INPUT DATA
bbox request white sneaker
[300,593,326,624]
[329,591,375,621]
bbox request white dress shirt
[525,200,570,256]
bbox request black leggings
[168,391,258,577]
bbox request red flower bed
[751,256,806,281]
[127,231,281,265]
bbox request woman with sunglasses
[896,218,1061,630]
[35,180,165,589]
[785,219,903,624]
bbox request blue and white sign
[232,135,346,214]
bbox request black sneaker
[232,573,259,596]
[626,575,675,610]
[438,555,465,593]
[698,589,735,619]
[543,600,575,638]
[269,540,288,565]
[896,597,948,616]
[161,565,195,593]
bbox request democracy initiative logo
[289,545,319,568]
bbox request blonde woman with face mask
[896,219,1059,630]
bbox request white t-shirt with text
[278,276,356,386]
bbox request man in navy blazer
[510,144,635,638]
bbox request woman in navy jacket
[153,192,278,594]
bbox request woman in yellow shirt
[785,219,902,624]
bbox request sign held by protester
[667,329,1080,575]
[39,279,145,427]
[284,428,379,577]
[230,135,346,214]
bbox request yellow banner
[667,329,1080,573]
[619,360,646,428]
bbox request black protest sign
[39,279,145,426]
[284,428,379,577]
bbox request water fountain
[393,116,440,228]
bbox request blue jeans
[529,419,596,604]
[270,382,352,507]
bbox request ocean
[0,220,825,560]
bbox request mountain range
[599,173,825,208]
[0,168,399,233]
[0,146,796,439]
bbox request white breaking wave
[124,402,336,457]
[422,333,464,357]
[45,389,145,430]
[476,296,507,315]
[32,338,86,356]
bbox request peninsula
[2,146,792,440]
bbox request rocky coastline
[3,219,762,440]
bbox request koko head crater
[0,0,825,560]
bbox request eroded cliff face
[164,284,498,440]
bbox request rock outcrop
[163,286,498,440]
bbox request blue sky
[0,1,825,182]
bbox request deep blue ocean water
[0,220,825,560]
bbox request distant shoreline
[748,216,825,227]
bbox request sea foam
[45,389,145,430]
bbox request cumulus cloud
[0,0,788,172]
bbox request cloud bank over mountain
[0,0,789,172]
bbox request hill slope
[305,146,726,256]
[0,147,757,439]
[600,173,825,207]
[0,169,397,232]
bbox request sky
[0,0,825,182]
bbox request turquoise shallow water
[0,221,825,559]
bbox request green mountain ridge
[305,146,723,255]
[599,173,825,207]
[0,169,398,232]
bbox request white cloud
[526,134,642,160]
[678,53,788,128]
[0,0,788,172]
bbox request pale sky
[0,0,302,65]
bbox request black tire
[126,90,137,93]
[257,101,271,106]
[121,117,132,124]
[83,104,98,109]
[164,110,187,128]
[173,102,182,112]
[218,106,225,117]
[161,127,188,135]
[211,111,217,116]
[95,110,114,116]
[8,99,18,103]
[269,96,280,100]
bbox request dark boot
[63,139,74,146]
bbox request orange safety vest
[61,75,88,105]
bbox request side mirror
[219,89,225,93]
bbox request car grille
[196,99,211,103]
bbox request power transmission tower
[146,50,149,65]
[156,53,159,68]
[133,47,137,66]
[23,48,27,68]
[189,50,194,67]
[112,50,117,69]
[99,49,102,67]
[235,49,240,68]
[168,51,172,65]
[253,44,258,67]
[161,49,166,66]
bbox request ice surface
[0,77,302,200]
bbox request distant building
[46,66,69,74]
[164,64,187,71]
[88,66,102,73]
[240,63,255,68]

GIVEN INSTRUCTION
Change every "sneaker" in the listing above to "running shoe" and give the whole listing again with everything else unchanged.

REPLY
bbox request white running shoe
[300,593,326,624]
[329,591,375,621]
bbox request white dress shirt
[525,200,570,256]
bbox request black leggings
[168,391,258,577]
bbox request red flower bed
[751,256,806,281]
[127,231,281,265]
bbox request woman with sunglasses
[896,218,1061,630]
[35,180,165,589]
[785,219,903,624]
bbox request blue and white sign
[232,135,346,214]
bbox request black running shoe
[232,573,259,596]
[626,575,675,610]
[438,555,465,593]
[698,589,735,619]
[543,600,575,638]
[269,540,288,565]
[896,597,948,616]
[161,565,195,593]
bbox request democracy initiative logo
[289,545,319,568]
bbox request blonde woman with face mask
[896,219,1059,630]
bbox request white t-shirt with text
[278,276,356,386]
bbox request man in navy blazer
[510,144,635,638]
bbox request woman in navy jacket
[153,192,278,594]
bbox request woman in yellow shirt
[785,219,902,624]
bbox request sign held by protester
[667,329,1080,575]
[39,279,145,427]
[284,428,379,577]
[230,135,346,214]
bbox request yellow banner
[667,329,1080,573]
[619,360,646,428]
bbox request black protest sign
[39,279,145,426]
[284,428,379,577]
bbox request water fountain
[393,116,440,228]
bbox request blue jeans
[529,419,596,604]
[270,382,352,507]
bbox request ocean
[0,220,825,560]
bbox request mountain range
[599,173,825,208]
[0,168,399,233]
[0,146,796,439]
bbox request white breaking wave
[124,402,336,457]
[422,333,464,357]
[45,389,145,430]
[476,296,507,315]
[32,338,86,356]
bbox request peninsula
[2,146,792,440]
bbox request rocky coastline
[3,219,762,440]
bbox request koko head crater
[0,0,825,560]
bbox request eroded cliff face
[164,284,498,440]
bbox request rock outcrop
[163,286,498,440]
bbox request blue sky
[0,1,825,182]
bbox request deep blue ocean water
[0,220,825,560]
bbox request distant shoreline
[748,216,825,227]
bbox request sea foam
[45,389,145,430]
bbox request cumulus cloud
[0,0,788,172]
bbox request cloud bank over mountain
[0,0,789,172]
bbox request hill slope
[305,146,726,256]
[0,147,757,439]
[600,173,825,207]
[0,169,397,232]
bbox request sky
[0,0,825,182]
bbox request turquoise shallow water
[0,221,825,559]
bbox request green mountain ridge
[305,146,723,255]
[599,173,825,207]
[0,169,398,232]
bbox request white cloud
[526,134,642,160]
[678,53,788,128]
[0,0,788,172]
bbox request pale sky
[0,0,302,65]
bbox request black tire
[126,90,137,93]
[257,101,271,106]
[121,117,132,124]
[83,104,98,109]
[164,110,187,128]
[173,102,182,112]
[218,106,225,117]
[161,127,188,135]
[211,111,217,116]
[95,110,114,116]
[8,99,18,103]
[269,96,280,100]
bbox request dark boot
[63,139,74,146]
bbox request orange safety vest
[61,75,88,105]
bbox request side mirror
[219,89,225,93]
bbox request car grille
[196,99,211,103]
bbox request power transmission tower
[146,50,149,65]
[156,53,159,68]
[133,47,137,66]
[23,48,27,68]
[189,50,194,67]
[112,50,117,69]
[99,49,102,67]
[235,49,240,68]
[168,51,172,65]
[253,44,258,67]
[161,49,166,66]
bbox request ice surface
[0,77,302,200]
bbox request distant building
[46,66,69,74]
[164,64,187,71]
[88,66,102,73]
[240,63,255,68]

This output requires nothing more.